ASSIGNMENT: Each line in the records that mentions the word "slate" needs to be listed.

(Collected data)
----------------------------------------
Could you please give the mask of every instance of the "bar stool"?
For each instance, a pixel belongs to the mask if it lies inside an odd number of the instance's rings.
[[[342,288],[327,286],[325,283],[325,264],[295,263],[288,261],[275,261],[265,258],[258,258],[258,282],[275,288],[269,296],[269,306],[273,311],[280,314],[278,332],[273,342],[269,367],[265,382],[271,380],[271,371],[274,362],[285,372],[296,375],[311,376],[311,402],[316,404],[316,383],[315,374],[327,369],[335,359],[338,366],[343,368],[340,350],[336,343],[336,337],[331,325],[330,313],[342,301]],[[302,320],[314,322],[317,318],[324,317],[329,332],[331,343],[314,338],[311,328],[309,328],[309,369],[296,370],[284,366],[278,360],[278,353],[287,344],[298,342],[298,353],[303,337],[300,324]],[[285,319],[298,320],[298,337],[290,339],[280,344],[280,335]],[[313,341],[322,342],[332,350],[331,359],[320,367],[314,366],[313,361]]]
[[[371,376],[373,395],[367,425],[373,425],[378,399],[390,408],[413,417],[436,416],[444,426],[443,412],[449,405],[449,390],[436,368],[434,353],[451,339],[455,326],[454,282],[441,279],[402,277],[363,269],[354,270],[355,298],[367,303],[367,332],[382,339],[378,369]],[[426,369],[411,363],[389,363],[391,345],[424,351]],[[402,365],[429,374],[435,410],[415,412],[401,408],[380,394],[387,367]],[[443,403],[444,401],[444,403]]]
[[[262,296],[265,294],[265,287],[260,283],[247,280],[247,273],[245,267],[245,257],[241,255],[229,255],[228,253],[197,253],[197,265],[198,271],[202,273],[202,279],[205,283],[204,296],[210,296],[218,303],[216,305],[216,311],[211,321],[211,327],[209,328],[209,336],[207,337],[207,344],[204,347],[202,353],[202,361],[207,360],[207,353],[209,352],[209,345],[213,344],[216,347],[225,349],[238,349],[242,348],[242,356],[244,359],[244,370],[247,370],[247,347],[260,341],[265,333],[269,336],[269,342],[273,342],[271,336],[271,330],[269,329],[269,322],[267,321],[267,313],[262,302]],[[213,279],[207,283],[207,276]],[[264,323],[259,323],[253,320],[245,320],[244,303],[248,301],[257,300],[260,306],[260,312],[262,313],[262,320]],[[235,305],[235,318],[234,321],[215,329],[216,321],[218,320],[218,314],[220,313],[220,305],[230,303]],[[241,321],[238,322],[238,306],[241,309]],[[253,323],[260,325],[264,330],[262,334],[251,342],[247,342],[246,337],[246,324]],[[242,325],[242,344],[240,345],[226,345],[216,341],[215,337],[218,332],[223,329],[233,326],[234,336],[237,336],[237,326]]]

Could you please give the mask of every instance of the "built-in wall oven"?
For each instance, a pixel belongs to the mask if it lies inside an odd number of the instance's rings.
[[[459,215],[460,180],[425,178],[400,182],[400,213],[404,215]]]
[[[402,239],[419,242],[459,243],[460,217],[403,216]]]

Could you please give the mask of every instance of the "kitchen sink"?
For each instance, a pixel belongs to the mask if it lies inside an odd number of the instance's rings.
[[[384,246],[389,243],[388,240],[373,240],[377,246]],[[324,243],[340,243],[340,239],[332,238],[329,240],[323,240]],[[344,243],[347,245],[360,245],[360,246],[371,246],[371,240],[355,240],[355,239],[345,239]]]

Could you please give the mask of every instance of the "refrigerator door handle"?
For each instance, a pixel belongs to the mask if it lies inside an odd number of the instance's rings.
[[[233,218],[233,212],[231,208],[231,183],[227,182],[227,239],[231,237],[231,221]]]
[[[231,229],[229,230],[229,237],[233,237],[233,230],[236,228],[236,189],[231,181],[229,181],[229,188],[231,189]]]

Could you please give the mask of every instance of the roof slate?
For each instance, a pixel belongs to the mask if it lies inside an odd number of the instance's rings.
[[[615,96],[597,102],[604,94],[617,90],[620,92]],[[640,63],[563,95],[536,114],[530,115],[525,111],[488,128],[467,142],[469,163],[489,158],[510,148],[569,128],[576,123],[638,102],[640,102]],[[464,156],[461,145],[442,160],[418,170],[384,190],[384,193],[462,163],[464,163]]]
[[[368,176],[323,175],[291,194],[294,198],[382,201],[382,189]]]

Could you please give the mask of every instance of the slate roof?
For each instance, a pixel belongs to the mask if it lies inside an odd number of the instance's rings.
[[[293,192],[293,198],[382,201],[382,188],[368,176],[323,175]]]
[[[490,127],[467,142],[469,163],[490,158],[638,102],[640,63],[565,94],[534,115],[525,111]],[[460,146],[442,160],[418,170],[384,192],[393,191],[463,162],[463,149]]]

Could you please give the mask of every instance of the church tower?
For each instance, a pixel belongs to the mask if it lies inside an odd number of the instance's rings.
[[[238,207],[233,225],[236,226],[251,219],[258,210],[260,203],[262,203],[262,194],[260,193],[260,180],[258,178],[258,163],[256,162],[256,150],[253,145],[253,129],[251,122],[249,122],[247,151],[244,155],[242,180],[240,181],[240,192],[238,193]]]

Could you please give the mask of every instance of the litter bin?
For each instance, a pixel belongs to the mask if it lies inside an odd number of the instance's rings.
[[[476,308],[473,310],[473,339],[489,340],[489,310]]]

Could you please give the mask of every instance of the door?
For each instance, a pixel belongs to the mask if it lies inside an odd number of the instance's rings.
----------------------------------------
ANSWER TO THE EXERCISE:
Could you please give the mask of every instance of the roof slate?
Could you please give the mask of every instance of the slate roof?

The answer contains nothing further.